[Start of Attachment]

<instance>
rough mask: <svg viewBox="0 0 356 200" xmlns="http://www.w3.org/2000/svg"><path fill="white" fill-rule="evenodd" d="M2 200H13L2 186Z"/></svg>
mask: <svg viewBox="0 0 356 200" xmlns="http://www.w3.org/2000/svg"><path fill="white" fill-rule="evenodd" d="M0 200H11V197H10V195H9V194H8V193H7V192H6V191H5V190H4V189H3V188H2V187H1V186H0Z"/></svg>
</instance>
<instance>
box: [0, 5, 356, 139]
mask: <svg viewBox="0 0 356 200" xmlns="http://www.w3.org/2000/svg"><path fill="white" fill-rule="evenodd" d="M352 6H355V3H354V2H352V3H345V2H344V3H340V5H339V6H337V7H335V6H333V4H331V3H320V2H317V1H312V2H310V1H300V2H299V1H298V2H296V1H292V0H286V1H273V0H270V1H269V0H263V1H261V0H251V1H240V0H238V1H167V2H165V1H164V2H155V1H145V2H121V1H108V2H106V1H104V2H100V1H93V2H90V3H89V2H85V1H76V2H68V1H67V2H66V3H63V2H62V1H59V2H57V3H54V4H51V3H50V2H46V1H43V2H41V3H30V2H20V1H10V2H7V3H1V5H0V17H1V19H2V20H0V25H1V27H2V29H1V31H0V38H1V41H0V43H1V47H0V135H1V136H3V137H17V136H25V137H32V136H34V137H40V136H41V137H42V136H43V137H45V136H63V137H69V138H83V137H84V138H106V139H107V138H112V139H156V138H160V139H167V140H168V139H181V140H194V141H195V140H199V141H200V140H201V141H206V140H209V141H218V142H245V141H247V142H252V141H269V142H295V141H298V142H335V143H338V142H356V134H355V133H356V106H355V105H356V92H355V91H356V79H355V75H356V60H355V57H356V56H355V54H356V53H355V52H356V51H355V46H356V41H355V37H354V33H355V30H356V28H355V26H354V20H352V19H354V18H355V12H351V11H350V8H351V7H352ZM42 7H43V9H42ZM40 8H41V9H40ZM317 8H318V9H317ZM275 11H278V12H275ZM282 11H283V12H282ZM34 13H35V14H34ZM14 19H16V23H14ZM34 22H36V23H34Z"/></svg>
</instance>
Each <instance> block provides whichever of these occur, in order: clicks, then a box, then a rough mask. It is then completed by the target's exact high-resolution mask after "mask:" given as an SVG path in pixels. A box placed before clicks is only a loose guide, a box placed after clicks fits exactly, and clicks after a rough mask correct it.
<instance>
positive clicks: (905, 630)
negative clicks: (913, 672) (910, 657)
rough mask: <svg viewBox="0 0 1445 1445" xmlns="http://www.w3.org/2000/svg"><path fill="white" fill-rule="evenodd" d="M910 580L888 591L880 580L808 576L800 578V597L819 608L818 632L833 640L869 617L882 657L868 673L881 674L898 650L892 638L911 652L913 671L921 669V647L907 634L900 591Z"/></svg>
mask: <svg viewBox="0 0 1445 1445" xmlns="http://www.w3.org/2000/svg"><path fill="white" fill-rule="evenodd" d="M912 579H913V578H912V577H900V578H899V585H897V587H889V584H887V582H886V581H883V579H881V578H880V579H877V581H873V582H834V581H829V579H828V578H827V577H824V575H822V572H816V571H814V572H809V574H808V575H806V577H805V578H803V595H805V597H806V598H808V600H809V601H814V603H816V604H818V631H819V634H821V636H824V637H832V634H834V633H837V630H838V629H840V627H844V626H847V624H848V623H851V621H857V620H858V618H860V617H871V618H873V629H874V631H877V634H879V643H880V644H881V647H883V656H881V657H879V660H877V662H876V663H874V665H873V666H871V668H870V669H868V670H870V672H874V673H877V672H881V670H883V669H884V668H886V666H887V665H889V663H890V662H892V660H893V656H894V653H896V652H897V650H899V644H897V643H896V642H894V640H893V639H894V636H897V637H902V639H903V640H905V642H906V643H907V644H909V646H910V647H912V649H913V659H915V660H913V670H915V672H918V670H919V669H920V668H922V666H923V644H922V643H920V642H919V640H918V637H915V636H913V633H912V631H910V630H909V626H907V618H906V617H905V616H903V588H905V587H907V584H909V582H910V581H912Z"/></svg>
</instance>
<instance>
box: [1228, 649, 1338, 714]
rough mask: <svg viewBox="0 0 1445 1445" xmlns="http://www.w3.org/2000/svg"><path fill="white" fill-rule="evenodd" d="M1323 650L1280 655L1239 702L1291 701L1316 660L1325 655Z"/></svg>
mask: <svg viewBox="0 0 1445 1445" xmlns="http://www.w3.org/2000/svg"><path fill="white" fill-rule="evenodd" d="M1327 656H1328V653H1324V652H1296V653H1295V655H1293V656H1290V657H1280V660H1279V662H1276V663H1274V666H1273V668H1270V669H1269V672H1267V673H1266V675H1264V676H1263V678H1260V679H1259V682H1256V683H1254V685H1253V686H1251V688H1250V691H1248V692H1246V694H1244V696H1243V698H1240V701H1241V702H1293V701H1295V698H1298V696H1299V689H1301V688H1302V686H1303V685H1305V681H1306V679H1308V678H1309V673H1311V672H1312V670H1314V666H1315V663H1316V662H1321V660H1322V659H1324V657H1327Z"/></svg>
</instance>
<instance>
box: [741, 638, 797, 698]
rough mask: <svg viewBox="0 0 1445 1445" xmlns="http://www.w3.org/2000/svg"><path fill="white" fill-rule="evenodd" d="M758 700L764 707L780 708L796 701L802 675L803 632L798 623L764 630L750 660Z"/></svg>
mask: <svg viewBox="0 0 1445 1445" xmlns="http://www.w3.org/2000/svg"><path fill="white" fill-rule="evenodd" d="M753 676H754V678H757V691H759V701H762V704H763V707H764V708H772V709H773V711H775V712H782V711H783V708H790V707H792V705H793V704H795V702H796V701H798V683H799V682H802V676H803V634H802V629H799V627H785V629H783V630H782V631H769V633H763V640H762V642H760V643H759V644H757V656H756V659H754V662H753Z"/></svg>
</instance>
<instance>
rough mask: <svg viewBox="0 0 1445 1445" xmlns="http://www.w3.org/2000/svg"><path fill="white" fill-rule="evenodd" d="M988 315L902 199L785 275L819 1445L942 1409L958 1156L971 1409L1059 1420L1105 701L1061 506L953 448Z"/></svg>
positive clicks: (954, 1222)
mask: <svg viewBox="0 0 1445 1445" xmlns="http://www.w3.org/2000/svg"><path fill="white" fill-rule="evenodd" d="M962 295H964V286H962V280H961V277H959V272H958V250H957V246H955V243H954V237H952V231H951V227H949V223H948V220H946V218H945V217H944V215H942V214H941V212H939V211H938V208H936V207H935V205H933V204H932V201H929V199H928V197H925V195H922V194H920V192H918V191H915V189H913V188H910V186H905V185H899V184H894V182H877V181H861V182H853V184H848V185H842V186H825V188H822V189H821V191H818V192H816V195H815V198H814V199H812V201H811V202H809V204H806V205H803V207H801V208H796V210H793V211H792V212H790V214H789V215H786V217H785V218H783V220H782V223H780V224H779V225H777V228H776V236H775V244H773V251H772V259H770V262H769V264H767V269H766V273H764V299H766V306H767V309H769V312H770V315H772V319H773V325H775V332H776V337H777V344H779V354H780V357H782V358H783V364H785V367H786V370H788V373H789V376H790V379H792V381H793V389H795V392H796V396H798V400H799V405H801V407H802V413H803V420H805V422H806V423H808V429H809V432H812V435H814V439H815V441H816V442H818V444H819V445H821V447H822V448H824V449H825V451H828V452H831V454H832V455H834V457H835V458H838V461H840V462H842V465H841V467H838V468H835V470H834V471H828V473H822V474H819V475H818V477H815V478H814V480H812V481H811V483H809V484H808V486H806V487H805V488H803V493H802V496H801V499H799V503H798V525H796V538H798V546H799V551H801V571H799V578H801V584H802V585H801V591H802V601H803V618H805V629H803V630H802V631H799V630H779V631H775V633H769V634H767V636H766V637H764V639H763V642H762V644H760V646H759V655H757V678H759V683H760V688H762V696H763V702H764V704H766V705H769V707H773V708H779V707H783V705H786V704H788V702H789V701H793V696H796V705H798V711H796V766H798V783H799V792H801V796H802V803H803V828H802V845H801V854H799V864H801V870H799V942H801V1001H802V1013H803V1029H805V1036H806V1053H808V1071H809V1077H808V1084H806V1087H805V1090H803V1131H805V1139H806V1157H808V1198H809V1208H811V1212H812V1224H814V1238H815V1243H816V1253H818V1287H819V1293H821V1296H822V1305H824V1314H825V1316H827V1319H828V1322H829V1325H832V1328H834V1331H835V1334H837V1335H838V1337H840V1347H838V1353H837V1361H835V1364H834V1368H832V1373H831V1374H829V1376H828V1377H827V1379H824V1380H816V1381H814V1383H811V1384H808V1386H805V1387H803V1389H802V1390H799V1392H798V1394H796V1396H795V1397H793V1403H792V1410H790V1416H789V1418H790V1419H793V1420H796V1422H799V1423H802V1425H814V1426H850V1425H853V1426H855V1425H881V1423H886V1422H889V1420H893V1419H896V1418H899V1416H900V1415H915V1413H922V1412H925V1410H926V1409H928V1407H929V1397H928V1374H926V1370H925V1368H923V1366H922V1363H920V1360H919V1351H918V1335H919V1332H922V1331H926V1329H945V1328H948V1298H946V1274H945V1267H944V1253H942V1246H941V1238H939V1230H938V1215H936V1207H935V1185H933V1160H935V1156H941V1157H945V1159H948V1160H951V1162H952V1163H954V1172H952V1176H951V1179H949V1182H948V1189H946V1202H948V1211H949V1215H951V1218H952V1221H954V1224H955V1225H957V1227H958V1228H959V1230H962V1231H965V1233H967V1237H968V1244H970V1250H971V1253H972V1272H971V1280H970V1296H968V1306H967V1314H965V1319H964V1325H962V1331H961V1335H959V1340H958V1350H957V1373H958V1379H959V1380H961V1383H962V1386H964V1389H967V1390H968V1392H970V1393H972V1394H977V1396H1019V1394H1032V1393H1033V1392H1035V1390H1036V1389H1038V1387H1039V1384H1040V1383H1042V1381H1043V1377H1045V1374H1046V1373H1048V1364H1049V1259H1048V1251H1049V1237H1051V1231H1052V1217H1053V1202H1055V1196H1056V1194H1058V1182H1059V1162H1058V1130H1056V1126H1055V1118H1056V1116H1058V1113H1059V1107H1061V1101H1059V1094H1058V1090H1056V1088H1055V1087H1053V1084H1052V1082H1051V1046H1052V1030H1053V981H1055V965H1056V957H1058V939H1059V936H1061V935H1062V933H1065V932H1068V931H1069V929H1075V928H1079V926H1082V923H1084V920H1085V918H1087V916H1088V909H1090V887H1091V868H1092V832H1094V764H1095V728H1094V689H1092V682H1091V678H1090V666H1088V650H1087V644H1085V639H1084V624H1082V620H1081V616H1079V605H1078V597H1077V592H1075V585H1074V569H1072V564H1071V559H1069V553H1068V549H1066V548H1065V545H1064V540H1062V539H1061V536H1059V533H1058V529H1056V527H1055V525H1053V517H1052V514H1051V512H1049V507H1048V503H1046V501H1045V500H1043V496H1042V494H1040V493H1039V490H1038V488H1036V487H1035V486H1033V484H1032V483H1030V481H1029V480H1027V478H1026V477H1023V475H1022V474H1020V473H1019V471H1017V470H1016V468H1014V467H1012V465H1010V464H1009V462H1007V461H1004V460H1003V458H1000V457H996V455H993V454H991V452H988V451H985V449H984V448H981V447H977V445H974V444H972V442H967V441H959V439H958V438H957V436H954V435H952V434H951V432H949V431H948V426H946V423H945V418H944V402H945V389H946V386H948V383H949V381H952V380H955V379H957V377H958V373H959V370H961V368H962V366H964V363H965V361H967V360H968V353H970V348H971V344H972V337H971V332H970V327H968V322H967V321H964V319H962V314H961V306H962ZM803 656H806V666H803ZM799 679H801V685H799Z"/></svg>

[End of Attachment]

- [Exercise aim]: Pull out each line of the rows above that contains the string "rough". Case counts.

- [Solution]:
rough mask: <svg viewBox="0 0 356 200" xmlns="http://www.w3.org/2000/svg"><path fill="white" fill-rule="evenodd" d="M2 200H13L2 186Z"/></svg>
Each <instance> block provides whichever of these occur, in order: clicks, then a box, then a rough mask. It is then completed by the target's exact high-resolution mask after "mask:" given as an SVG path in pixels. A box placed before clicks is only a loose guide, a box placed after clicks fits exactly, and clicks after a rough mask correct it.
rough mask: <svg viewBox="0 0 1445 1445" xmlns="http://www.w3.org/2000/svg"><path fill="white" fill-rule="evenodd" d="M910 580L888 591L880 580L808 576L800 578V597L819 608L818 632L833 640L869 617L882 657L868 673L881 674L898 650L892 638L911 652L913 671L921 669V647L907 634L900 591Z"/></svg>
rough mask: <svg viewBox="0 0 1445 1445" xmlns="http://www.w3.org/2000/svg"><path fill="white" fill-rule="evenodd" d="M1323 650L1280 655L1239 702L1291 701L1316 660L1325 655Z"/></svg>
rough mask: <svg viewBox="0 0 1445 1445" xmlns="http://www.w3.org/2000/svg"><path fill="white" fill-rule="evenodd" d="M758 700L764 707L780 708L796 701L802 675L803 632L798 623L764 630L750 660Z"/></svg>
rough mask: <svg viewBox="0 0 1445 1445" xmlns="http://www.w3.org/2000/svg"><path fill="white" fill-rule="evenodd" d="M988 315L902 199L785 275L819 1445L942 1409L958 1156L971 1409L1059 1420L1105 701L1061 506L953 448Z"/></svg>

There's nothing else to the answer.